## Exercises to complete
1. In the Smart-Suggest routing page, repeat everything from "The two hooks" down to "of natural-language variations.", switching "in parallel" to "side by side".
2. Pick up the Smart-Suggest routing page after its last sentence and keep writing it.

## Given text
Smart-Suggest Routing: Regex + BM25 Skill Hints
Smart-Suggest Routing: Regex + BM25 Skill Hints
Section titled “Smart-Suggest Routing: Regex + BM25 Skill Hints”A UserPromptSubmit hook that goes beyond pattern matching: BM25 lexical scoring scores every prompt against a curated skill corpus and injects ranked suggestions as additionalContext, so Claude proposes the right skill even when phrasing was never anticipated.
Why this exists
Section titled “Why this exists”Regex hooks are fast and precise for anticipated patterns. They break on reformulations. “my Prisma throws connection refused” and “prisma connection error” should both suggest /debug-db, but a regex written for the second form silently ignores the first. Every new phrasing requires a new rule, and bilingual teams double the maintenance burden.
BM25 solves this differently. It scores prompts against positive scenario examples stored per skill, using term frequency and inverse document frequency to find lexical overlap without requiring exact phrasing. You write representative examples once; the engine generalizes.
The two hooks run in parallel and are additive, not competitive. Regex catches high-confidence enforcement cases. BM25 catches the long tail of natural-language variations.
Regex vs BM25: when each fires
Section titled “Regex vs BM25: when each fires”Both hooks fire on every prompt. The difference is what they’re good at.

## Dataset extract
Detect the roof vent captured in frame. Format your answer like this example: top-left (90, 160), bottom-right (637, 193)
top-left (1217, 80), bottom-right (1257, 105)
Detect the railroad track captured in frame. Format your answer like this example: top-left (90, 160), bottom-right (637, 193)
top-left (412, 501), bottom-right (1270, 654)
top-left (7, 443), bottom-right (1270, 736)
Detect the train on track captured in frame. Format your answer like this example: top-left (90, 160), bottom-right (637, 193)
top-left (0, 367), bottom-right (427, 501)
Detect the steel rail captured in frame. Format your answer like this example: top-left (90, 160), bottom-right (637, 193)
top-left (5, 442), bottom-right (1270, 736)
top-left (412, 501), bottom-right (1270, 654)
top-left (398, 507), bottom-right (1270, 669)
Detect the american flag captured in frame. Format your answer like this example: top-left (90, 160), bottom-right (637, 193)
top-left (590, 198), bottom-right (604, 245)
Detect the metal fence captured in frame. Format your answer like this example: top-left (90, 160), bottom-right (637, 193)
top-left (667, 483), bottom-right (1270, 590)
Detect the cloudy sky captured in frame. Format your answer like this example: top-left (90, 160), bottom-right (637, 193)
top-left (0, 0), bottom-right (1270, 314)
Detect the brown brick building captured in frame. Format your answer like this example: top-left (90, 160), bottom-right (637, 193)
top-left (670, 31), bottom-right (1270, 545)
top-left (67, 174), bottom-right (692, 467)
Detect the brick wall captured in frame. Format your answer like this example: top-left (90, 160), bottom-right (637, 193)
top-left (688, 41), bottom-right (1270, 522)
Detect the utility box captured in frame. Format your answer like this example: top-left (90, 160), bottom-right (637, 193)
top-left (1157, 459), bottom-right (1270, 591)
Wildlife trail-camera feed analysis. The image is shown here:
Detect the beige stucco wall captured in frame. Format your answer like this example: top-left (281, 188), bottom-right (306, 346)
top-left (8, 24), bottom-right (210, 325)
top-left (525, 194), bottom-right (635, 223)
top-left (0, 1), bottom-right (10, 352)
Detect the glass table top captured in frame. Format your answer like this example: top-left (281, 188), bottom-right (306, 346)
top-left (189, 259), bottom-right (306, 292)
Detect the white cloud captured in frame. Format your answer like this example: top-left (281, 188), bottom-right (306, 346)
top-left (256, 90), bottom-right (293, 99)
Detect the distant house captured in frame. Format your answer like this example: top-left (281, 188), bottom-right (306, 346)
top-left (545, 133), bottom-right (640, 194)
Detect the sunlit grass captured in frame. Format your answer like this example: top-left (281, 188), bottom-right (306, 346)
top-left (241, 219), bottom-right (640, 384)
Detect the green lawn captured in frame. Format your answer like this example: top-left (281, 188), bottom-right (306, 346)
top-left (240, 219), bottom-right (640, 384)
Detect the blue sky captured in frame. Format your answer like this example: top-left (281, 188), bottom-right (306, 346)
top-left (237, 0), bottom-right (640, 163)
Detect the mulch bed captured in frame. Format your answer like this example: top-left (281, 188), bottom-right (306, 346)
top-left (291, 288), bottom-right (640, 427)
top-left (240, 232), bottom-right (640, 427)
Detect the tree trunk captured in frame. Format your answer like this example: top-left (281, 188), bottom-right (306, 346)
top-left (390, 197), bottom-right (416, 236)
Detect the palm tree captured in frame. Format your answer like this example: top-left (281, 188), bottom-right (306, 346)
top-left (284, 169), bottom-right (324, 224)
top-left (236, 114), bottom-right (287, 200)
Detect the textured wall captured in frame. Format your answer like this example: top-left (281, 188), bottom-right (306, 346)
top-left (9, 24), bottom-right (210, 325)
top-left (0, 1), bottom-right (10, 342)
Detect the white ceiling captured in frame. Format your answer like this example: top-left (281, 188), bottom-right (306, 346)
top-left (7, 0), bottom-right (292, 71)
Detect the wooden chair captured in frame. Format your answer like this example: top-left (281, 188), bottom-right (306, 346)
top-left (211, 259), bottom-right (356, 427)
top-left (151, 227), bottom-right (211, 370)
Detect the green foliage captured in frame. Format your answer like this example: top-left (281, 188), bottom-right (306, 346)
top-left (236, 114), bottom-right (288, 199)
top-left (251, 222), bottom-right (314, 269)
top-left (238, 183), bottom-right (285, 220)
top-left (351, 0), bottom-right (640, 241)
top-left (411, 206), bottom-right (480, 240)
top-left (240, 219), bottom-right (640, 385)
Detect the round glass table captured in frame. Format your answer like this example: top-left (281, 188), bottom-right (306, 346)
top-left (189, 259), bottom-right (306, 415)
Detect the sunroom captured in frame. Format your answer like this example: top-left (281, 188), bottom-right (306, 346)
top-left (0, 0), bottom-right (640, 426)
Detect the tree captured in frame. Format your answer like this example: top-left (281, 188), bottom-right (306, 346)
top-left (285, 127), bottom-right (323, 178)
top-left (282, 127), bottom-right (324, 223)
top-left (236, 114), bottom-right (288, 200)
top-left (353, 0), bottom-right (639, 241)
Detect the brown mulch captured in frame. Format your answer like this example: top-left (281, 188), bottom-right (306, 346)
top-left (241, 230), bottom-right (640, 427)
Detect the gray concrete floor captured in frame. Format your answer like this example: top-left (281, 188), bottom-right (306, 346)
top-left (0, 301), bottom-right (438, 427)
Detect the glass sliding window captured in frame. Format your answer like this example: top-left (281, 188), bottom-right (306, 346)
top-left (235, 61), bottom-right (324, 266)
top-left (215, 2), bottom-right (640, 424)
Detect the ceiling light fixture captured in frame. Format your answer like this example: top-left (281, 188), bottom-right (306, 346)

## Expected outputs
1.
The two hooks run side by side and are additive, not competitive. Regex catches high-confidence enforcement cases. BM25 catches the long tail of natural-language variations.

2.
| Situation | Regex wins | BM25 wins |
|---|---|---|
| Pattern is fixed and predictable | Yes | No |
| Enforcement rule (must run before code) | Yes | No |
| Natural-language variation, FR/EN mix | No | Yes |
| Skill with 10+ documented phrasings | No | Yes |
| New skill, corpus still small | No | Maybe (check excluded) |
| Speed | ~1ms | ~20-50ms |
Regex is the right tool when you want to intercept a specific intent reliably, such as “create a PR without mentioning the changelog fragment.” BM25 is the right tool when you want broad coverage of a skill’s semantic territory without maintaining an exhaustive list of patterns.
Architecture
Section titled “Architecture”Both hooks attach to UserPromptSubmit. Claude Code delivers their outputs to context before the model processes the prompt. Neither blocks; both emit additionalContext through hookSpecificOutput.
User prompt │ ├──► bm25-suggest.js (timeout 2s) │ BM25 scores prompt vs all skills │ Returns: "BM25 routing hint:\n- /skill (NN%)\n..." │ └──► smart-suggest.sh (timeout 2s) Regex matches against known patterns Returns: enforcement reminder or skill suggestion │ Both delivered as additionalContext Claude sees both hints, picks the relevant oneThe BM25 hook runs first in the settings array (see Wiring). When the index does not exist yet (first run, or detached rebuild still in progress), the hook passes through silently.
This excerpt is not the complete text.